Task details:
Exactly reproduce each of the entries shown below.
■ ■ ■ ■ ■
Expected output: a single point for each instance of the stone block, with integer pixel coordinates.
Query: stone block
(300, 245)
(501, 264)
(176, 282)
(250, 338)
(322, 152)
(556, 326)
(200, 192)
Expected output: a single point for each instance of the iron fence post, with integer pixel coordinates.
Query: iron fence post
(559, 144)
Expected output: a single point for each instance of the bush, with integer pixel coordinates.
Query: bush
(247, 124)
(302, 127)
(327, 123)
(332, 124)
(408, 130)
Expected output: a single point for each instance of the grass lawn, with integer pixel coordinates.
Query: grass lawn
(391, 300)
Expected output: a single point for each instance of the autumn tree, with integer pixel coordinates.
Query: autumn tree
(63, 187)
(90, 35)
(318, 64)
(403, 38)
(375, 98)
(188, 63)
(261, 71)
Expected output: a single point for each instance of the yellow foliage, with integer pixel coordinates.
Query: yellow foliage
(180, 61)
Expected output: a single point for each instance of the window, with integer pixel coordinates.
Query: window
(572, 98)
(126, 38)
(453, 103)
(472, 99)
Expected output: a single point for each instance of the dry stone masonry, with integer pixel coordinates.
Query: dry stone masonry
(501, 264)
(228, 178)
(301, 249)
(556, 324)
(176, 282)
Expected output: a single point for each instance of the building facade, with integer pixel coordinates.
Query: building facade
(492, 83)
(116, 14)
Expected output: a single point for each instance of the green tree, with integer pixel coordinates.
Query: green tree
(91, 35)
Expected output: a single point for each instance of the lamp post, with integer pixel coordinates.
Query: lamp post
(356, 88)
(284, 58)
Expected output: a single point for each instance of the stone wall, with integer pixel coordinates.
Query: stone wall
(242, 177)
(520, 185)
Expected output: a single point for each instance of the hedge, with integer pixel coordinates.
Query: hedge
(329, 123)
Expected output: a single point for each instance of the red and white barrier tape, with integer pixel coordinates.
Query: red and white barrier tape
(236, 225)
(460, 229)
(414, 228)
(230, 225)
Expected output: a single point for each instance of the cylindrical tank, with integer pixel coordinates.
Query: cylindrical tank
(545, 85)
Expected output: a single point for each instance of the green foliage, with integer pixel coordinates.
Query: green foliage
■ ■ ■ ■ ■
Result below:
Expected output: a single point for each instance of the stone block, with integer pixel coordinates.
Query: stone block
(300, 245)
(501, 264)
(176, 282)
(250, 338)
(322, 152)
(556, 326)
(200, 192)
Expected output: a single point for each instance of the iron fence post, with integer pixel coordinates.
Query: iron fence post
(559, 144)
Expected output: a single point for each instance of the bush, with integer pixel coordinates.
Query: bush
(247, 124)
(302, 127)
(327, 123)
(332, 124)
(408, 130)
Expected output: a single point for each instance of the grass lawn, with integer pixel coordinates.
Query: grass lawn
(391, 300)
Expected output: a single point for each instance of the autumn tree, with integer pixel coordinates.
Query: autumn tree
(63, 187)
(90, 35)
(318, 64)
(403, 38)
(375, 98)
(188, 63)
(261, 71)
Expected output: a single point for each instance of the yellow foliage, with integer pixel coordinates.
Query: yellow foliage
(180, 61)
Expected output: a single point for each instance of the window, with integer pixel coordinates.
Query: window
(572, 98)
(126, 38)
(453, 103)
(472, 99)
Expected output: a single point for each instance of the dry stone masonry, with integer pixel coordinates.
Query: dry stone masonry
(501, 264)
(228, 178)
(301, 249)
(556, 324)
(176, 282)
Expected output: a single point for each instance of the building facade, with integer pixel coordinates.
Query: building facade
(492, 83)
(116, 14)
Expected output: a single point for each instance of the green tree, with integer pixel coordinates.
Query: green tree
(91, 35)
Expected output: a single point for each instance of the lamp post, with integer pixel coordinates.
Query: lamp post
(356, 88)
(284, 58)
Expected output: a single point for each instance of the stone wall, with integer pixel coordinates.
Query: stone wall
(242, 177)
(520, 185)
Expected output: a single point for each instance of the hedge, with integer pixel coordinates.
Query: hedge
(329, 123)
Expected output: a single point for each instance of the red and white barrier tape, with integer pixel coordinates.
Query: red and white barrier tape
(236, 225)
(460, 229)
(414, 228)
(230, 225)
Expected output: a single point for each instance of the cylindrical tank, with integer pixel coordinates.
Query: cylindrical tank
(545, 85)
Expected output: a single point for each instance of the green foliage, with integer pixel coordinates.
Query: green foliage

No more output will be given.